Segment Start: Reading passage

In addition, I have allocated €10 million in 2013, financed from unspent Single Farm Payment Funds for a new support programme for suckler beef farmers to participate in a new Beef Data Programme. This programme will assist farmers in improving the genetic quality of Irish cattle and will maintain the data flow into ICBF in order to build further knowledge and more rapid progress in breeding and ultimately in profitability for farmers.

In total, I have made provision for the payment aid amounting to €25 million to the beef sector in 2013. I announced the establishment of a Beef Technology Adoption Programme in 2012, which will be retained in 2013. This Programme is built on the lessons of the Dairy Efficiency Programme and provided a €5 million financial stimulus to encourage, through the medium of professionally facilitated discussion groups, and a task oriented approach, the adoption of a more focussed commercial approach to beef farming.

Aquaculture Licences Applications

Questions (38)

Billy Kelleher

Question:

38. Deputy Billy Kelleher asked the Minister for Agriculture, Food and the Marine when he expects to make a decision on the licence application by BIM for a fish farm licence in Galway Bay; the progress made to date with the consideration of this application; and if he will make a statement on the matter. [55983/12]

View answer

Written answers (Question to Agriculture)

Bord Iascaigh Mhara (BIM) has submitted an application to my Department for an Aquaculture and a Foreshore Licence for the cultivation of Finfish near Inis Oirr in Galway Bay. The application and its accompanying Environmental Impact Statement (EIS) is currently being considered fully in accordance with the provisions of the 1997 Fisheries (Amendment) Act and the1933 Foreshore Act as amended. Every effort is being made to reach a determination in the case in a timely fashion subject to the provisions of the legislation. It would not be appropriate for me to comment further on an application which is under active consideration as part of a statutory process.

Segment End: Reading passage

Please copy the text on farm funding and the Galway Bay fish farm licence in full, word for word. Work only from the text on farm funding and the Galway Bay fish farm licence.

Segment Start: Data block

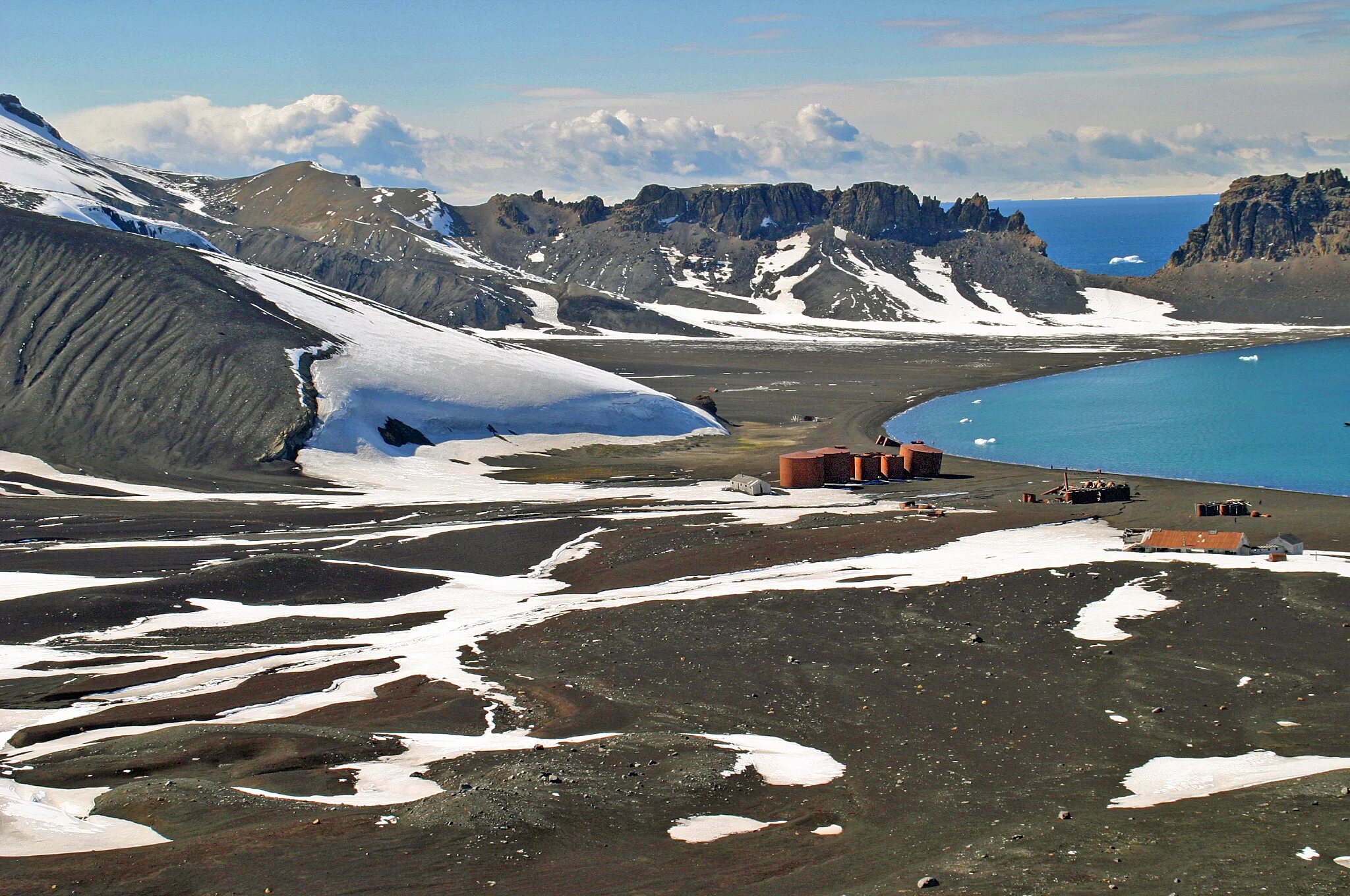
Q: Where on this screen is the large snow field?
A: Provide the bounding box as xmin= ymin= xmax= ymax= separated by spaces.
xmin=204 ymin=255 xmax=725 ymax=455
xmin=0 ymin=510 xmax=1350 ymax=851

Segment End: Data block

Output for this exercise:
In addition, I have allocated €10 million in 2013, financed from unspent Single Farm Payment Funds for a new support programme for suckler beef farmers to participate in a new Beef Data Programme. This programme will assist farmers in improving the genetic quality of Irish cattle and will maintain the data flow into ICBF in order to build further knowledge and more rapid progress in breeding and ultimately in profitability for farmers.

In total, I have made provision for the payment aid amounting to €25 million to the beef sector in 2013. I announced the establishment of a Beef Technology Adoption Programme in 2012, which will be retained in 2013. This Programme is built on the lessons of the Dairy Efficiency Programme and provided a €5 million financial stimulus to encourage, through the medium of professionally facilitated discussion groups, and a task oriented approach, the adoption of a more focussed commercial approach to beef farming.

Aquaculture Licences Applications

Questions (38)

Billy Kelleher

Question:

38. Deputy Billy Kelleher asked the Minister for Agriculture, Food and the Marine when he expects to make a decision on the licence application by BIM for a fish farm licence in Galway Bay; the progress made to date with the consideration of this application; and if he will make a statement on the matter. [55983/12]

View answer

Written answers (Question to Agriculture)

Bord Iascaigh Mhara (BIM) has submitted an application to my Department for an Aquaculture and a Foreshore Licence for the cultivation of Finfish near Inis Oirr in Galway Bay. The application and its accompanying Environmental Impact Statement (EIS) is currently being considered fully in accordance with the provisions of the 1997 Fisheries (Amendment) Act and the1933 Foreshore Act as amended. Every effort is being made to reach a determination in the case in a timely fashion subject to the provisions of the legislation. It would not be appropriate for me to comment further on an application which is under active consideration as part of a statutory process.